Rewrite the lines below as a numbered list, skipping any blank lines and leaving out the pictures.

Start of Stored records

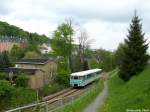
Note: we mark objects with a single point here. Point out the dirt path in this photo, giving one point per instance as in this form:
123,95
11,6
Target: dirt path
97,103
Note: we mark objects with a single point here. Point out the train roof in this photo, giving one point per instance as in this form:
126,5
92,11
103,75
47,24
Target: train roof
82,73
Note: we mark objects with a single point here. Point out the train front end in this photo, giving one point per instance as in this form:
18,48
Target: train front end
76,81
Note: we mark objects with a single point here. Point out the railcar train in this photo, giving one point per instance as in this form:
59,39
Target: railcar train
80,79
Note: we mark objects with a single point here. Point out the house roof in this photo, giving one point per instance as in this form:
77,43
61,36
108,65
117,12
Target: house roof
34,61
83,73
18,70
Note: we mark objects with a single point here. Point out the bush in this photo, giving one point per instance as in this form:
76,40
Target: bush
3,76
22,80
50,89
63,78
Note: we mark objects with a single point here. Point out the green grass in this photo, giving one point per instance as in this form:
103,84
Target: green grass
84,100
134,94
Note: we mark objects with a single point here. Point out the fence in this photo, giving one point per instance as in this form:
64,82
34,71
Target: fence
49,106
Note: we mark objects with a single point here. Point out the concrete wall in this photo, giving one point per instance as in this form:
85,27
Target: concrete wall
49,70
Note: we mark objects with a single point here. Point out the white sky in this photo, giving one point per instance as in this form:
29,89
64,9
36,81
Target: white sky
106,21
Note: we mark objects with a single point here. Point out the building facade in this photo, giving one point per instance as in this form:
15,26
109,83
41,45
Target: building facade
47,66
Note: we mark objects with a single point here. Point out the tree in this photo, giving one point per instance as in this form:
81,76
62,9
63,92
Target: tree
119,54
6,93
104,59
32,55
5,60
16,53
62,42
135,54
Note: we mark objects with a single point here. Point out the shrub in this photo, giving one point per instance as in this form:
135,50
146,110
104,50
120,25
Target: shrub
22,80
3,76
6,93
63,78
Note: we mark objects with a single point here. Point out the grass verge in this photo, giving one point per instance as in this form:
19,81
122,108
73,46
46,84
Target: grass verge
131,95
84,100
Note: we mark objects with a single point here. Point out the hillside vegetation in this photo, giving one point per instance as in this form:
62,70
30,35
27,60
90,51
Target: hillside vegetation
11,30
134,94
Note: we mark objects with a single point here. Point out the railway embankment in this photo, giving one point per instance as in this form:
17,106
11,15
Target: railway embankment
128,96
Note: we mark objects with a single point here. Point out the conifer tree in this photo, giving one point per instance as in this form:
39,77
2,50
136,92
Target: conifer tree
136,56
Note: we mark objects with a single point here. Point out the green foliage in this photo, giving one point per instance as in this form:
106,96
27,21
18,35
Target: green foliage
6,93
16,53
22,80
50,89
134,94
5,60
32,38
93,64
23,96
105,59
135,54
61,42
63,78
119,54
31,55
3,76
14,97
32,47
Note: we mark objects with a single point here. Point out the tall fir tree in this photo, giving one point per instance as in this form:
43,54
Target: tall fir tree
136,56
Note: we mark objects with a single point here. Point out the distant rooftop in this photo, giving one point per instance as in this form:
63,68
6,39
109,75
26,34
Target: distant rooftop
34,61
18,70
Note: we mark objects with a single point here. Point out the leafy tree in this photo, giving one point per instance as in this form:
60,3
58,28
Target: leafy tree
3,76
6,94
62,42
34,48
135,55
16,53
22,80
5,60
93,63
32,55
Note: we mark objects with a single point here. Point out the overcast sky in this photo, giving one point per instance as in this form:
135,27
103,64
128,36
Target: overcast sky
106,21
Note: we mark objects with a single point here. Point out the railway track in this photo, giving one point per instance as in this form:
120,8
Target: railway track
60,95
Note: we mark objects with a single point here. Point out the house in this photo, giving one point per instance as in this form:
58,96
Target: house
36,76
44,48
6,43
47,66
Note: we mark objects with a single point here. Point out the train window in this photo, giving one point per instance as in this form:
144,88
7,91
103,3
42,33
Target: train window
81,78
75,77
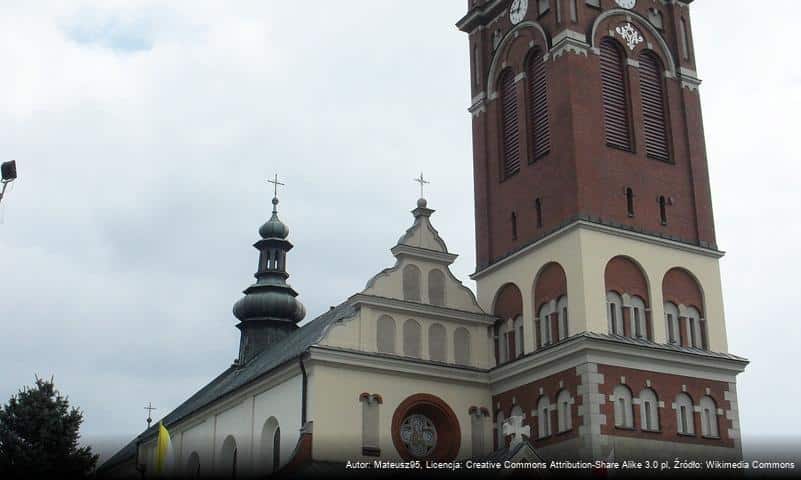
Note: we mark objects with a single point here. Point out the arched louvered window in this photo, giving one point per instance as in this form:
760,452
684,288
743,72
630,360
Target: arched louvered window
652,93
539,130
615,96
510,125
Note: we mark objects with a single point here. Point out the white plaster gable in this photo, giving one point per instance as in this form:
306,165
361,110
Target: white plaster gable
422,247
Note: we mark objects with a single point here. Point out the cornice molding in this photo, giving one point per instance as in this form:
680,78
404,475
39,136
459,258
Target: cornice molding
598,227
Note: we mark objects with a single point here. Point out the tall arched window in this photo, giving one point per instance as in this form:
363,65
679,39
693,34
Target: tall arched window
638,320
499,436
544,417
411,283
544,324
461,346
436,343
539,130
685,422
694,327
629,202
564,415
672,323
709,417
385,334
652,95
411,338
436,287
561,307
510,123
270,450
649,413
615,96
518,328
228,457
624,417
614,313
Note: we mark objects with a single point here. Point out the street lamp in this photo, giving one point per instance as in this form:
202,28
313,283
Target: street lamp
9,173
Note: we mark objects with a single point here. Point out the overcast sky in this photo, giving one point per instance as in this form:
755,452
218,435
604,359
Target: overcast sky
144,132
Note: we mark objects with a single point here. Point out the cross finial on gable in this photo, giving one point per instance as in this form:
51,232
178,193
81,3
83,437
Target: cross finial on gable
514,426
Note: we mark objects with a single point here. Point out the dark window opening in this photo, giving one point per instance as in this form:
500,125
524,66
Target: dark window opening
510,127
630,202
514,226
617,126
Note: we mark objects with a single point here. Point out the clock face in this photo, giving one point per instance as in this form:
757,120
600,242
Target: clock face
518,10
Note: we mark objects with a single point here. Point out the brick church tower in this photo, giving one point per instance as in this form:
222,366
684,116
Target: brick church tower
594,230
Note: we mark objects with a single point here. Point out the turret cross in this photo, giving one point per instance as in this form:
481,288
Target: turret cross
514,427
422,181
275,183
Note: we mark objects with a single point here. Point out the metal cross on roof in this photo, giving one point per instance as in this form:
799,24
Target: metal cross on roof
422,181
149,409
514,426
275,183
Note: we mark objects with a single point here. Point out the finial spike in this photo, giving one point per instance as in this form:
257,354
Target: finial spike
422,181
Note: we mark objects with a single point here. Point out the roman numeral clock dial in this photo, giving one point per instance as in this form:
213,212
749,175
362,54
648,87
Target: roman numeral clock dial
518,11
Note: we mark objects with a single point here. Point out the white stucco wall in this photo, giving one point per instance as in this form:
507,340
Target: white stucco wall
337,412
584,253
241,416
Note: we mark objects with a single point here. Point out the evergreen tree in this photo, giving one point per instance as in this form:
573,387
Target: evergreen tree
39,435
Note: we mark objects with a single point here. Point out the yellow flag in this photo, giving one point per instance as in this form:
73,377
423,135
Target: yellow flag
163,450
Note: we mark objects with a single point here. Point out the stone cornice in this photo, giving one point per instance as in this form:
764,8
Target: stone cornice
478,14
423,309
599,227
585,348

End of Stored records

The solution:
1. Note: we mark objects with a single point here. Point out the dirt path in this photo, giving one point per instance as in this form:
2. 123,95
3. 11,6
4. Target: dirt path
5. 97,103
6. Note: we mark objects with a single point here. Point out the train roof in this photo, giving one point per instance as in this form:
7. 126,5
8. 92,11
9. 103,75
10. 47,24
11. Target: train roof
12. 82,73
13. Note: we mark objects with a single point here. Point out the train front end in this photo, giving one point per instance as in this form:
14. 18,48
15. Target: train front end
16. 76,81
17. Note: we mark objects with a single point here. Point out the railcar train in this photo, giving one point per instance as in this form:
18. 59,39
19. Target: railcar train
20. 80,79
21. Note: we mark objects with a single point here. Point out the house roof in this photo, giving one point per instance as in this form:
22. 77,43
23. 61,36
24. 108,65
25. 117,12
26. Target: house roof
27. 34,61
28. 83,73
29. 18,70
30. Note: we mark objects with a single point here. Point out the bush in this photo, giving one point per instance as in this form:
31. 76,40
32. Target: bush
33. 3,76
34. 22,80
35. 50,89
36. 63,78
37. Note: we mark objects with a single point here. Point out the green grass in this photo, giving one point per instance as in this form:
38. 103,84
39. Target: green grass
40. 84,100
41. 134,94
42. Note: we mark objects with a single point here. Point out the fence in this photo, giving one point per instance as in this form:
43. 64,82
44. 34,71
45. Target: fence
46. 49,106
47. Note: we mark objects with a single point here. Point out the concrete wall in this photo, giving one point per instance as in this form:
48. 85,27
49. Target: concrete wall
50. 49,70
51. Note: we mark objects with a single point here. Point out the white sky in this photo, giving one point per instance as in this form:
52. 29,89
53. 64,9
54. 36,81
55. Target: white sky
56. 106,21
57. Note: we mark objects with a single point here. Point out the building facade in this photo, giving one point per instance as in this form:
58. 15,26
59. 109,83
60. 41,45
61. Target: building facade
62. 47,66
63. Note: we mark objects with a single point here. Point out the tree in this photo, giving one point per instance as in this form:
64. 81,76
65. 62,9
66. 63,92
67. Target: tree
68. 119,54
69. 6,93
70. 104,59
71. 32,55
72. 5,60
73. 16,53
74. 62,42
75. 135,54
76. Note: we mark objects with a single point here. Point out the shrub in this photo, giving one point per instance as in this form:
77. 135,50
78. 146,110
79. 104,50
80. 120,25
81. Target: shrub
82. 22,80
83. 3,76
84. 6,93
85. 63,78
86. Note: we mark objects with a single point here. Point out the grass verge in this photo, giving one point per instance as in this form:
87. 19,81
88. 122,108
89. 73,46
90. 46,84
91. Target: grass verge
92. 131,95
93. 84,100
94. Note: we mark objects with a single point here. Point out the hillside vegetation in this photo, giving one point per instance as in this form:
95. 62,70
96. 30,35
97. 27,60
98. 90,51
99. Target: hillside vegetation
100. 11,30
101. 134,94
102. Note: we mark objects with a single point here. Point out the railway embankment in this photo, giving one point per instance as in this form:
103. 17,106
104. 11,15
105. Target: railway embankment
106. 128,96
107. Note: we mark objects with a single point here. Point out the conifer tree in this photo, giving one point per instance as in this form:
108. 39,77
109. 2,50
110. 136,92
111. Target: conifer tree
112. 136,56
113. Note: we mark objects with a single point here. Point out the green foliage in this photo, giving one point per instance as in this form:
114. 106,96
115. 27,21
116. 18,35
117. Target: green foliage
118. 6,93
119. 16,53
120. 22,80
121. 50,89
122. 134,94
123. 5,60
124. 32,38
125. 93,64
126. 23,96
127. 105,59
128. 135,54
129. 61,42
130. 63,78
131. 119,54
132. 31,55
133. 3,76
134. 14,97
135. 32,47
136. Note: we mark objects with a single point here. Point out the tall fir tree in this photo, giving one point per instance as in this form:
137. 43,54
138. Target: tall fir tree
139. 136,56
140. Note: we mark objects with a single point here. Point out the distant rooftop in this photo, giving one point per instance as in this form:
141. 63,68
142. 6,39
143. 109,75
144. 26,34
145. Target: distant rooftop
146. 34,61
147. 18,70
148. Note: we mark objects with a single point here. Point out the leafy tree in this photo, giving one point per instance as in this form:
149. 60,3
150. 58,28
151. Target: leafy tree
152. 3,76
153. 6,94
154. 62,42
155. 34,48
156. 135,55
157. 16,53
158. 22,80
159. 5,60
160. 93,63
161. 32,55
162. Note: we mark objects with a single point here. Point out the overcast sky in this photo, giving one point per instance as in this form:
163. 135,27
164. 103,64
165. 128,36
166. Target: overcast sky
167. 106,21
168. Note: we mark objects with a single point here. Point out the railway track in this photo, giving one point per instance as in this form:
169. 120,8
170. Target: railway track
171. 60,95
172. Note: we mark objects with a single point here. Point out the house in this photo, giving one point per instance as in this form:
173. 58,96
174. Target: house
175. 36,76
176. 44,48
177. 6,43
178. 47,66
179. Note: we mark objects with a single point here. Point out the train window in this photo, giving one point per instance as in this form:
180. 144,88
181. 7,91
182. 103,3
183. 42,33
184. Target: train window
185. 81,78
186. 75,77
187. Note: we mark objects with a single point here. Point out the arched louvered window in this photo, giving one point per instance as in this form:
188. 760,452
189. 684,288
190. 743,72
191. 630,360
192. Target: arched louvered window
193. 652,93
194. 539,130
195. 615,96
196. 510,125
197. Note: we mark objects with a single point here. Point out the white plaster gable in this photo, giving one point per instance as in this form:
198. 306,165
199. 361,110
200. Target: white plaster gable
201. 422,247
202. Note: we mark objects with a single point here. Point out the cornice molding in this photo, giving one point per instance as in this form:
203. 680,78
204. 404,475
205. 39,136
206. 459,258
207. Target: cornice molding
208. 598,227
209. Note: we mark objects with a single point here. Point out the tall arched window in this photo, giving one point per instance as in this form:
210. 363,65
211. 679,39
212. 693,34
213. Target: tall arched window
214. 638,320
215. 499,436
216. 544,417
217. 411,283
218. 544,324
219. 461,346
220. 436,343
221. 539,130
222. 685,422
223. 694,327
224. 629,202
225. 564,415
226. 672,323
227. 709,417
228. 385,334
229. 652,95
230. 411,338
231. 436,287
232. 561,307
233. 510,123
234. 270,450
235. 649,413
236. 615,96
237. 518,328
238. 228,457
239. 624,417
240. 614,313
241. Note: we mark objects with a single point here. Point out the street lamp in this photo, giving one point per instance as in this form:
242. 202,28
243. 313,283
244. Target: street lamp
245. 9,173
246. Note: we mark objects with a single point here. Point out the overcast sky in this photo, giving one point per instance as in this form:
247. 755,452
248. 218,435
249. 604,359
250. Target: overcast sky
251. 144,132
252. Note: we mark objects with a single point here. Point out the cross finial on gable in this photo, giving one point per instance as in this form:
253. 51,232
254. 178,193
255. 81,3
256. 83,437
257. Target: cross finial on gable
258. 514,426
259. Note: we mark objects with a single point here. Point out the dark window opening in this photo, giving one point per instance as in this form:
260. 500,125
261. 524,66
262. Target: dark window opening
263. 510,127
264. 630,202
265. 514,226
266. 617,126
267. Note: we mark objects with a single point here. Point out the clock face in this photo, giving one point per instance as in this form:
268. 757,120
269. 600,242
270. Target: clock face
271. 518,10
272. Note: we mark objects with a single point here. Point out the brick church tower in this photo, giving one point per instance as in this form:
273. 222,366
274. 684,116
275. Target: brick church tower
276. 594,230
277. Note: we mark objects with a single point here. Point out the turret cross in this photo, giving one point per instance as in this form:
278. 481,288
279. Target: turret cross
280. 514,427
281. 422,181
282. 275,183
283. Note: we mark objects with a single point here. Point out the metal cross on roof in this photo, giving one point per instance as in this form:
284. 799,24
285. Target: metal cross on roof
286. 422,181
287. 149,409
288. 514,426
289. 275,183
290. Note: we mark objects with a single point here. Point out the finial spike in this photo, giving one point per instance as in this form:
291. 257,354
292. Target: finial spike
293. 422,181
294. Note: we mark objects with a single point here. Point out the roman numeral clock dial in this photo, giving one point per instance as in this form:
295. 213,212
296. 749,175
297. 362,54
298. 648,87
299. Target: roman numeral clock dial
300. 518,11
301. Note: we mark objects with a single point here. Point out the white stucco wall in this photo, giving one point per instance as in this form:
302. 507,340
303. Target: white stucco wall
304. 337,412
305. 584,253
306. 241,416
307. Note: we mark objects with a single point here. Point out the evergreen tree in this photo, giving one point per instance as in this form:
308. 573,387
309. Target: evergreen tree
310. 39,435
311. Note: we mark objects with a single point here. Point out the yellow flag in this photo, giving one point per instance as in this form:
312. 73,377
313. 423,135
314. Target: yellow flag
315. 163,450
316. Note: we mark objects with a single point here. Point out the stone cornice in this photo, giving one point per instance as in this form:
317. 764,8
318. Target: stone cornice
319. 478,14
320. 423,309
321. 599,227
322. 585,348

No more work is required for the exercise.